*** Opening of Material to process ***
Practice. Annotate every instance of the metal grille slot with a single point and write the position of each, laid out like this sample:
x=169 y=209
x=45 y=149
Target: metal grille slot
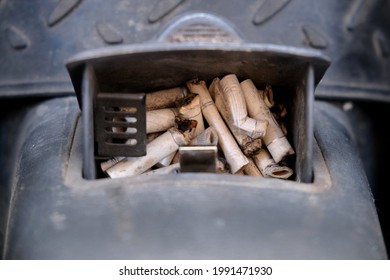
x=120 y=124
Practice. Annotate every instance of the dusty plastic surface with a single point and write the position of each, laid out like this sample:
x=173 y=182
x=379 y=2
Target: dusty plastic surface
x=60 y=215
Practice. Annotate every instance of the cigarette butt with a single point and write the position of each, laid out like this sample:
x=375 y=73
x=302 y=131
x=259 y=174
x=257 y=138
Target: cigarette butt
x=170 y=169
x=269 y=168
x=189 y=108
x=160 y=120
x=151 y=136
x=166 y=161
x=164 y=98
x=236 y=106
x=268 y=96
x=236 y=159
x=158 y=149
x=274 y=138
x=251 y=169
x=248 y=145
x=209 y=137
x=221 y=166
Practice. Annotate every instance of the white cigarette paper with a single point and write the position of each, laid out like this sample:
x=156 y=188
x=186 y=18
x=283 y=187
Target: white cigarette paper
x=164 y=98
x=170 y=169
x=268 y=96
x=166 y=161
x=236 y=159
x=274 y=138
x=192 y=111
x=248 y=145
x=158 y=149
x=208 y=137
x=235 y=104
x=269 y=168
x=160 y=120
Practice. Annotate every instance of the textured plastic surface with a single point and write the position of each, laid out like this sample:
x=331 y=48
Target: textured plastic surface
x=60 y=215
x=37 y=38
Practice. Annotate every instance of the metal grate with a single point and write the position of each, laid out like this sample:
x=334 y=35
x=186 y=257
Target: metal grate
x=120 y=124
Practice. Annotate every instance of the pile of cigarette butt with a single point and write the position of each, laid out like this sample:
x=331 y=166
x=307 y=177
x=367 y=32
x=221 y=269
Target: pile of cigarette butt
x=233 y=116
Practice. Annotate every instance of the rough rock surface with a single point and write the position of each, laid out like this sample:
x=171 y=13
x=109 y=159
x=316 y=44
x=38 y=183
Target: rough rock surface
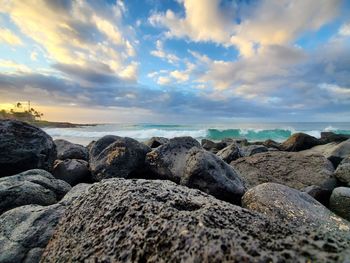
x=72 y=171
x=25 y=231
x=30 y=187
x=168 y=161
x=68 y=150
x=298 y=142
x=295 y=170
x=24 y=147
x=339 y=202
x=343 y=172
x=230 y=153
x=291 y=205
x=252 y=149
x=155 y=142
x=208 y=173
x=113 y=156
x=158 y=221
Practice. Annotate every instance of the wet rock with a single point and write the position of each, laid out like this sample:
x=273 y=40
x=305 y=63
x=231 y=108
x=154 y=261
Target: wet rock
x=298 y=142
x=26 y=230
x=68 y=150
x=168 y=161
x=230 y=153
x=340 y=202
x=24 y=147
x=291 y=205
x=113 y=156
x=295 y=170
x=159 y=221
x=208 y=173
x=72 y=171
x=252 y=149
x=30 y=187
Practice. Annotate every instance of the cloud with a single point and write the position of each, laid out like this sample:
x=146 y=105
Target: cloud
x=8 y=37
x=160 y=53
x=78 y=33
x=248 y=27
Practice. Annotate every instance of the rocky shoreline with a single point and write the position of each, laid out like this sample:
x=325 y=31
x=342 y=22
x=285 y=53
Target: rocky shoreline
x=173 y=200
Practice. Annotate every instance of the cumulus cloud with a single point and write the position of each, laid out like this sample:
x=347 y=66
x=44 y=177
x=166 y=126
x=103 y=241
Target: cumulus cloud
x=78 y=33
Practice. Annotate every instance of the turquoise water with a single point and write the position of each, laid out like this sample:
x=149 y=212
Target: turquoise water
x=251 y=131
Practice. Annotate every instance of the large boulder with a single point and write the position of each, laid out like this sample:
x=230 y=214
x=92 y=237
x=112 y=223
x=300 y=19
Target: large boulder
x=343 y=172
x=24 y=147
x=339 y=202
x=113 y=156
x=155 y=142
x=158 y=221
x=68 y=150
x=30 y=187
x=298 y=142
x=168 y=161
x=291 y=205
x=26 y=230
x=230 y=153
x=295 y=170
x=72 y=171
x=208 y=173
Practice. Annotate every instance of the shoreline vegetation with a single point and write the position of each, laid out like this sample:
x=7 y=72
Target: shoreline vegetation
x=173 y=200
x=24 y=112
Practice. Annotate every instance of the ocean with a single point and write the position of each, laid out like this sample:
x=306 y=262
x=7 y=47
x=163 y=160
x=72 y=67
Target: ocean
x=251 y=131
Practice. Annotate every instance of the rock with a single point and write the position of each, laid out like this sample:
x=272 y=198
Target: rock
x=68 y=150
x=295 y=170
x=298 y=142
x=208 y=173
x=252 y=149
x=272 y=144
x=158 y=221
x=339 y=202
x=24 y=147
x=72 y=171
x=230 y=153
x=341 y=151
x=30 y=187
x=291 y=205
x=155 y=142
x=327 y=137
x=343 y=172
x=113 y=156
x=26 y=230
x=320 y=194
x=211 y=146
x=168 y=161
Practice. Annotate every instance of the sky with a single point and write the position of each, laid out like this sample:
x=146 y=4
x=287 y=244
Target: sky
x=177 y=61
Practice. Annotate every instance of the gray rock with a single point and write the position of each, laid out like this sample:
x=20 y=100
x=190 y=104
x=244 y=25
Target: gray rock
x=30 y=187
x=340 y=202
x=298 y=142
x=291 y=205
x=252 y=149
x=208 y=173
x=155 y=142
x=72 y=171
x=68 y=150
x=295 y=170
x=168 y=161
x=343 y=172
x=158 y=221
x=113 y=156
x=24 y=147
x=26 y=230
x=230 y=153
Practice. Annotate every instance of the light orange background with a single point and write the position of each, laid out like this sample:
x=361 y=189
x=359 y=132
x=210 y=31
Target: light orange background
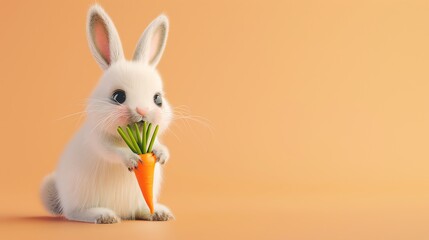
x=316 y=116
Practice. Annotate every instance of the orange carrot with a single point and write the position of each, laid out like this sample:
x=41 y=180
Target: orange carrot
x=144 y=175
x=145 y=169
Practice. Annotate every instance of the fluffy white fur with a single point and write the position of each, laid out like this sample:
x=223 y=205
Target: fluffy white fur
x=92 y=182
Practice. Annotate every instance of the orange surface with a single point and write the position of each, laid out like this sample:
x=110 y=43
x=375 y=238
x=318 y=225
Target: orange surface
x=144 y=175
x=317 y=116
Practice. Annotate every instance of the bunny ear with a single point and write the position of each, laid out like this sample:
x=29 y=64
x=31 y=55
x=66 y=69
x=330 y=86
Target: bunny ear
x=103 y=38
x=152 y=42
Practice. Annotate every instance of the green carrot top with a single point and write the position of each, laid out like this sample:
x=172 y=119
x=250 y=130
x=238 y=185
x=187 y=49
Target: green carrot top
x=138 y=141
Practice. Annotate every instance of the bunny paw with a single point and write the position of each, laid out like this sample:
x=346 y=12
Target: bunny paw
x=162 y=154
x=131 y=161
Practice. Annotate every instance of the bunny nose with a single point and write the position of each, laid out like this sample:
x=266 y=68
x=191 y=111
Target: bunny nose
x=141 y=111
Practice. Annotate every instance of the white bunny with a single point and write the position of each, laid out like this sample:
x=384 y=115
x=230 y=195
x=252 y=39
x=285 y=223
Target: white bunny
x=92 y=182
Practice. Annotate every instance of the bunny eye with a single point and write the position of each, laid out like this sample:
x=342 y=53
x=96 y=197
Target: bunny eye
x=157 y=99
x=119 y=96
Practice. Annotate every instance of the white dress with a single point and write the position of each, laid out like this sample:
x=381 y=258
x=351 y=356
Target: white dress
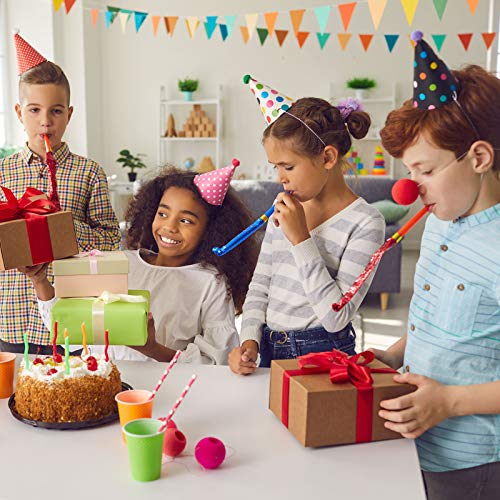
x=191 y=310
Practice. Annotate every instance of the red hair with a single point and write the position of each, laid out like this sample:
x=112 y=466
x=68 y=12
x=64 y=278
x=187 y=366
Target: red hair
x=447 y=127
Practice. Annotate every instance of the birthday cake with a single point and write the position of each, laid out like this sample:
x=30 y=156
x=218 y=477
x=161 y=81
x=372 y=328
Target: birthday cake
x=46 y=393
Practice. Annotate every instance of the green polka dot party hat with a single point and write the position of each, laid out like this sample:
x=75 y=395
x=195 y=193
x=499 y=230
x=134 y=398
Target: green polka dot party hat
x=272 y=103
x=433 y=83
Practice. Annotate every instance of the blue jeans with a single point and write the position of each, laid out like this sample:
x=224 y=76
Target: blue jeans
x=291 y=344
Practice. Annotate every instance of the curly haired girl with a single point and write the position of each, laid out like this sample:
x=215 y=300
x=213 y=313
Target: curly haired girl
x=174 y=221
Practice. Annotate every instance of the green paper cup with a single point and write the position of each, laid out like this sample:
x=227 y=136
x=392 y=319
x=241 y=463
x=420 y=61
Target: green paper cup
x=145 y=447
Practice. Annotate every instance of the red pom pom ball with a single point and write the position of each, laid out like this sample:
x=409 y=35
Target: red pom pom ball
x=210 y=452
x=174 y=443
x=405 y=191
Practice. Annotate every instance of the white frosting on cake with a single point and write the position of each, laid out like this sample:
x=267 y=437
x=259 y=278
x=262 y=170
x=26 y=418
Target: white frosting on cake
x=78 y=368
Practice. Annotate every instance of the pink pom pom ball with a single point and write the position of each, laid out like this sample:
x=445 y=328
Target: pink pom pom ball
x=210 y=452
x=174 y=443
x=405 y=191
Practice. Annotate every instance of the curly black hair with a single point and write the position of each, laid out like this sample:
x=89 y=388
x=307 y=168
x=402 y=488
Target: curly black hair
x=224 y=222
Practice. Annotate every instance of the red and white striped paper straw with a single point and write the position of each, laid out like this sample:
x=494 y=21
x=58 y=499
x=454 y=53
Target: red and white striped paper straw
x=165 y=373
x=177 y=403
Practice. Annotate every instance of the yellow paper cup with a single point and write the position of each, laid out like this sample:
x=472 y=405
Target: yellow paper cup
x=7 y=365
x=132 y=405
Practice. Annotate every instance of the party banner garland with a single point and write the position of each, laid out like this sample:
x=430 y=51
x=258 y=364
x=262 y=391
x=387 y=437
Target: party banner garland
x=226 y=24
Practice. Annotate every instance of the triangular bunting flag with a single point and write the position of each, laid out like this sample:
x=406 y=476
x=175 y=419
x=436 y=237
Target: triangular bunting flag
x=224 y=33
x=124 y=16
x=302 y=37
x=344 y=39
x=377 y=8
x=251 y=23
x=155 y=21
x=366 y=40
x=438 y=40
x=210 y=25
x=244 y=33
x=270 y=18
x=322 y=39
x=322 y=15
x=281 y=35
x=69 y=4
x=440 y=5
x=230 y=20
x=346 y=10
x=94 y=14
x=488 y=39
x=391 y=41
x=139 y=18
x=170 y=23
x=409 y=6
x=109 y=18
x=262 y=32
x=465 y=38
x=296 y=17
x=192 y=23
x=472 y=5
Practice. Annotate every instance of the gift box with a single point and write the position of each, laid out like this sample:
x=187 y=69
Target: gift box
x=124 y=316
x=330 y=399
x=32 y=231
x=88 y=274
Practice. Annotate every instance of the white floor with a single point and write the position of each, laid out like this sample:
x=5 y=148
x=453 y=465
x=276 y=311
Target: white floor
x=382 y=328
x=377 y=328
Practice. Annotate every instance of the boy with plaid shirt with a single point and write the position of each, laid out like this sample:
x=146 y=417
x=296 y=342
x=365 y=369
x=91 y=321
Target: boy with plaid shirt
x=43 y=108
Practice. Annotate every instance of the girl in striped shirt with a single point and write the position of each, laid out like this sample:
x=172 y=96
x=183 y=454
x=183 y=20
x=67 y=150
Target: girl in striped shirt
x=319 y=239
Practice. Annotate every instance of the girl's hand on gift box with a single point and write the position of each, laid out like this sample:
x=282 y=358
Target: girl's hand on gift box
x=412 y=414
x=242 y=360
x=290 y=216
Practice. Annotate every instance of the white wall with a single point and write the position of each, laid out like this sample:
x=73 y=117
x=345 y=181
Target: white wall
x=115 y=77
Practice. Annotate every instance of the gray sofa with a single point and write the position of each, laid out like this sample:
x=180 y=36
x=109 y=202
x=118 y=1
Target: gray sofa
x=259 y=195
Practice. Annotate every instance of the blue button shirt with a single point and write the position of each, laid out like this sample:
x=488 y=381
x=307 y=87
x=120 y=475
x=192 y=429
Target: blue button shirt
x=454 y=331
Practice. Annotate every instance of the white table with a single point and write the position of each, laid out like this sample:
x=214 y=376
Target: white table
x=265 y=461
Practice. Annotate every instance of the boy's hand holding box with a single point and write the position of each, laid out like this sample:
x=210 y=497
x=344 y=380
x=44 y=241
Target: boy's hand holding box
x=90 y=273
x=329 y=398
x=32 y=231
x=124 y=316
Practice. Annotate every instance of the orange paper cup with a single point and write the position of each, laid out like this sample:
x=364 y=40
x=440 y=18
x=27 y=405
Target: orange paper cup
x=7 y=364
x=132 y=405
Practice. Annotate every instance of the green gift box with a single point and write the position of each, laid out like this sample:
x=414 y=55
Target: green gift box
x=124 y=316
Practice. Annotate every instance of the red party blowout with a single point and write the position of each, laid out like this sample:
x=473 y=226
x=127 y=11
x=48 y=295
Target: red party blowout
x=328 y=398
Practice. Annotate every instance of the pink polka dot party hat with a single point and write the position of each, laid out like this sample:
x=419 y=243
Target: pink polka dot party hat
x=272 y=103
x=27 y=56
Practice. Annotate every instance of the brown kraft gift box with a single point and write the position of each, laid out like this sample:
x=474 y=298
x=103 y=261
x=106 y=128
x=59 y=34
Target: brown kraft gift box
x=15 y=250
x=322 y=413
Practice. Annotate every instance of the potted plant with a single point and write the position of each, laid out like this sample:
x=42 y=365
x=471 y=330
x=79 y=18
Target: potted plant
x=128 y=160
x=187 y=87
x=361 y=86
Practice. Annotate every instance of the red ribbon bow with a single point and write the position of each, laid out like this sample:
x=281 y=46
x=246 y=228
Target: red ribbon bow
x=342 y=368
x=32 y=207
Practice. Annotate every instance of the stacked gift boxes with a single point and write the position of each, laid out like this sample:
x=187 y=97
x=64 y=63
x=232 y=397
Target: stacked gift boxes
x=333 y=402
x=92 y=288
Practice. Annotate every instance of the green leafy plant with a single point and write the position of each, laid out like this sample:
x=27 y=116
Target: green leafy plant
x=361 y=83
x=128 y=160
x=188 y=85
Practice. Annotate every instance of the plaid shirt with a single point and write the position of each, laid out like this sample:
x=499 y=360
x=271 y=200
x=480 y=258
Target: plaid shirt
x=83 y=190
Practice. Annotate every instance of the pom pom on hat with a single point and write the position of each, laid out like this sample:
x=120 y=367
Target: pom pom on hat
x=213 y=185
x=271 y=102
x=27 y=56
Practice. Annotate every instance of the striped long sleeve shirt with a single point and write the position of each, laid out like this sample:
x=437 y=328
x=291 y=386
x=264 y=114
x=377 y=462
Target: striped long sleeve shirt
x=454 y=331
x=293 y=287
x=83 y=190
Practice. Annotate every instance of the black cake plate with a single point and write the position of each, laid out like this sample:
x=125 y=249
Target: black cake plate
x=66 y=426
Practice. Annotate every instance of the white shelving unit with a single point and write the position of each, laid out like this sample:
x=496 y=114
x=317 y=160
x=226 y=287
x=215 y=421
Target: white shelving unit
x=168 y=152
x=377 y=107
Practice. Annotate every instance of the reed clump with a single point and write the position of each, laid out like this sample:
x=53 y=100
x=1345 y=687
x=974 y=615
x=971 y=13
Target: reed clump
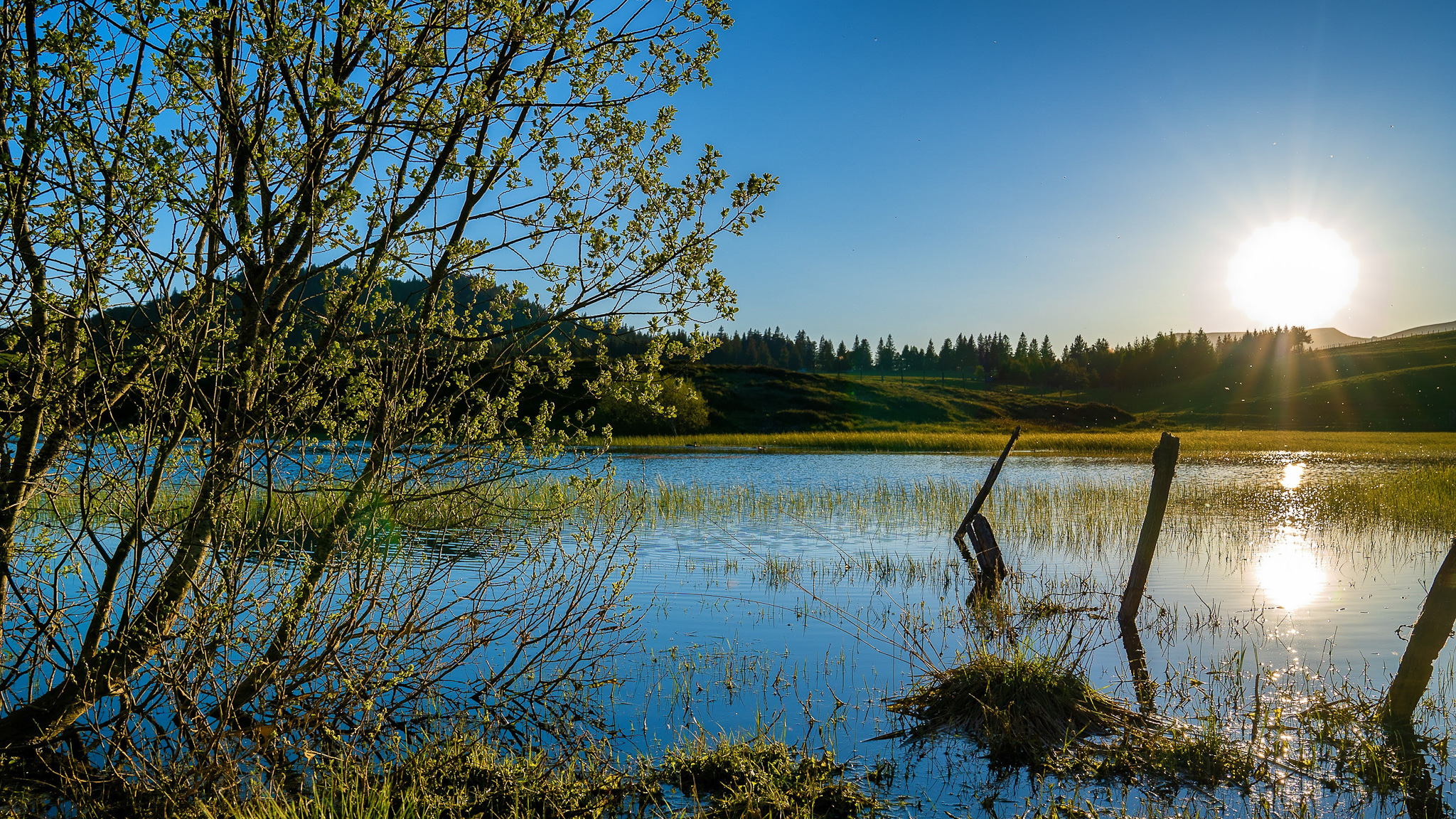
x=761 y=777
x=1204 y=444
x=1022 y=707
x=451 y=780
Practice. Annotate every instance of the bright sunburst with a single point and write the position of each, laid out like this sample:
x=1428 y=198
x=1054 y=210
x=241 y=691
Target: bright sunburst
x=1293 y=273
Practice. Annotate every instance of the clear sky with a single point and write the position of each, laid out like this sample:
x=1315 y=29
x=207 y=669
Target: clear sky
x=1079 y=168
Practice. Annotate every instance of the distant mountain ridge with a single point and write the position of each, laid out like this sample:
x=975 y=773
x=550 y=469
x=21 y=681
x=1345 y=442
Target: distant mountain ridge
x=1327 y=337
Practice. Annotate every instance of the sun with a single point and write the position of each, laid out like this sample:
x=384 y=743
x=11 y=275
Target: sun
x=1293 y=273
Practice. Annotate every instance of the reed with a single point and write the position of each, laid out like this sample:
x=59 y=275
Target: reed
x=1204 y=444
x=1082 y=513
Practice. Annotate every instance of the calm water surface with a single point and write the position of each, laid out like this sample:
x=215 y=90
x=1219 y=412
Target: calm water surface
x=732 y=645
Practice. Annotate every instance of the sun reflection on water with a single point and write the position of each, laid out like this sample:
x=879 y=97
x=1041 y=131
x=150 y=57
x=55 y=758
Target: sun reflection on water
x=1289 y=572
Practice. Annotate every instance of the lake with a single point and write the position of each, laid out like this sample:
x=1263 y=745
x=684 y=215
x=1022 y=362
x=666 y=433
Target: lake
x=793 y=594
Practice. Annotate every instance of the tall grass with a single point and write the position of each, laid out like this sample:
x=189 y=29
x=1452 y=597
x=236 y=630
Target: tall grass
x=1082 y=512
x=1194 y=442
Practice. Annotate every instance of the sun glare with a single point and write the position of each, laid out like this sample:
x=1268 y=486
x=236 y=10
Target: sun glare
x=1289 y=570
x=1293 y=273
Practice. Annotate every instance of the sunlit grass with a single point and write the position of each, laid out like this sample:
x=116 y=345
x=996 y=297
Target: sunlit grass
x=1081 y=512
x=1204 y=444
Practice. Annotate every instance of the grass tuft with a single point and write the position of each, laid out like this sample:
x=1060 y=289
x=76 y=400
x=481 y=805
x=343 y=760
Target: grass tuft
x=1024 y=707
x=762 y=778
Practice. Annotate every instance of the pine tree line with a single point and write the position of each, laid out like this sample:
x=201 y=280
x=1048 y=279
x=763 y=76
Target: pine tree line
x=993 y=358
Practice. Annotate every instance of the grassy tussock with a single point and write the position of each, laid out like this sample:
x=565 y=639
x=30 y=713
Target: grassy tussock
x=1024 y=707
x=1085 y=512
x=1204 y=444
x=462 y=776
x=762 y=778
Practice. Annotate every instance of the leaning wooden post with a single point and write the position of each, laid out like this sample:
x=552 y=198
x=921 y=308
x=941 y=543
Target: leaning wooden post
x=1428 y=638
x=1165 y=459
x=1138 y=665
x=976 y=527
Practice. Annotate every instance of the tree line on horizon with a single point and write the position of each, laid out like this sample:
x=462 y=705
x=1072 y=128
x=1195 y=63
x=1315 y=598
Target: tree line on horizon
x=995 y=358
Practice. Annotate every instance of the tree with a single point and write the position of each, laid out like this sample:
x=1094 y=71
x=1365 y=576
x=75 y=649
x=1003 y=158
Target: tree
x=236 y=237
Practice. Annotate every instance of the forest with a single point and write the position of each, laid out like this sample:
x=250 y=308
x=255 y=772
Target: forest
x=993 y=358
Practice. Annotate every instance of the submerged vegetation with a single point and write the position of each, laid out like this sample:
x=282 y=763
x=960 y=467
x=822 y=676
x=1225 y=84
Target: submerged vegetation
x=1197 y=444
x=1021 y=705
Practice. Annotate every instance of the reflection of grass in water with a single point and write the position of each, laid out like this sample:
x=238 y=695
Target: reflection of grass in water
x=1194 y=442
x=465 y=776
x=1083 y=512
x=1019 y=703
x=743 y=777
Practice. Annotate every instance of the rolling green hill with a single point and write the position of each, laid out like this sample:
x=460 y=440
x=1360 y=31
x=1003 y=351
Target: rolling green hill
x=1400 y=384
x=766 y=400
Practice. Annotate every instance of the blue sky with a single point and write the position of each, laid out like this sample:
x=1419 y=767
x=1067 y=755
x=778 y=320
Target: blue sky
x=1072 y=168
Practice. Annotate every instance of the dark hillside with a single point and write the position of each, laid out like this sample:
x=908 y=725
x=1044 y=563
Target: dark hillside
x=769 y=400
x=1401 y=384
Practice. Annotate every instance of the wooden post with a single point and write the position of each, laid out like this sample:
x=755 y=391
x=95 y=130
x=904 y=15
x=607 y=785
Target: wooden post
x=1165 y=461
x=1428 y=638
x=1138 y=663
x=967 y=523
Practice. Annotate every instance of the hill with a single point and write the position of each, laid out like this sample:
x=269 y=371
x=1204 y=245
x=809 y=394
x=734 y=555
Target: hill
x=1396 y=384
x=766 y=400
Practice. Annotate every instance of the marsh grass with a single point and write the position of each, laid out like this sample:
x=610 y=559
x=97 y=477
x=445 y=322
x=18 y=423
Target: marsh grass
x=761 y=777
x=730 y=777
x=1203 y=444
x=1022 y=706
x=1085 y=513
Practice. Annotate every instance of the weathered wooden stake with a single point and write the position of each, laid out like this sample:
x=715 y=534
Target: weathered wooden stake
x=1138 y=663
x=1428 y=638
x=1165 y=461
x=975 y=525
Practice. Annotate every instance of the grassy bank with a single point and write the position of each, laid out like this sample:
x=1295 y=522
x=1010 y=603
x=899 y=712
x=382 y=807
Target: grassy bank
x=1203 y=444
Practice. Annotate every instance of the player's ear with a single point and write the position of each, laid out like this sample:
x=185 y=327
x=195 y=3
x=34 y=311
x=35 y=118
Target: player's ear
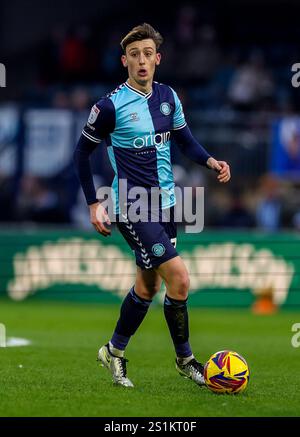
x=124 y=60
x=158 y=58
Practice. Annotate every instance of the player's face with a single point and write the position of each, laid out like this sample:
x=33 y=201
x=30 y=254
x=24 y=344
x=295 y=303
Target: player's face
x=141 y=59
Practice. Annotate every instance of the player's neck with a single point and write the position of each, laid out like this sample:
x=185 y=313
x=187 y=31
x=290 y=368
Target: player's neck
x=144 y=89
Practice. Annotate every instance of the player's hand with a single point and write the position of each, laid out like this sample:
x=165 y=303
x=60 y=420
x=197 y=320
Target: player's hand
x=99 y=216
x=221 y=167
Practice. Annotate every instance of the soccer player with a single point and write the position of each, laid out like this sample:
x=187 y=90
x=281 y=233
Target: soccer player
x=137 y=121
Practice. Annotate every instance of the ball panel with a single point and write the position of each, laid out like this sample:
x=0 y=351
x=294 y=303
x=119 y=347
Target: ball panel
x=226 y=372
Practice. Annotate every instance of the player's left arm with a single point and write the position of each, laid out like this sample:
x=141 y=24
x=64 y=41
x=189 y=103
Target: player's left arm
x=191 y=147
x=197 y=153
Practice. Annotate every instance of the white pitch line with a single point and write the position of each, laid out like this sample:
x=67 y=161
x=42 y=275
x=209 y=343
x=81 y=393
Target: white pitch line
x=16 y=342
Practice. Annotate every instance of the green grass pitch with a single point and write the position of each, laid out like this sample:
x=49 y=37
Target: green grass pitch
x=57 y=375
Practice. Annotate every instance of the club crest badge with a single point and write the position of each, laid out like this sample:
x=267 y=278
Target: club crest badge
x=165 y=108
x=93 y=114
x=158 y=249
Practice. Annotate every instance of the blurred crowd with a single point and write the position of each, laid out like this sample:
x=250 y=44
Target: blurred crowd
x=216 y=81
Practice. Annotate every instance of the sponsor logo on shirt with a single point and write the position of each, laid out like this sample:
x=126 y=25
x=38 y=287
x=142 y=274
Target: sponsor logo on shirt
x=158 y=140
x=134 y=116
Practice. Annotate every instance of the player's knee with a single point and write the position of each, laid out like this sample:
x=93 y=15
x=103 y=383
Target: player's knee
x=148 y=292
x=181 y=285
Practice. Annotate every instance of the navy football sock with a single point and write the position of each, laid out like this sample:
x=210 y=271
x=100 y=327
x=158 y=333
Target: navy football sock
*** Close of Material to process ***
Directions for this task: Return every line in the records that includes the string "football".

Answer to the problem:
Practice. Annotate every instance of the navy football sock with a single point and write the position of each, laid out like this sample:
Target: navy football sock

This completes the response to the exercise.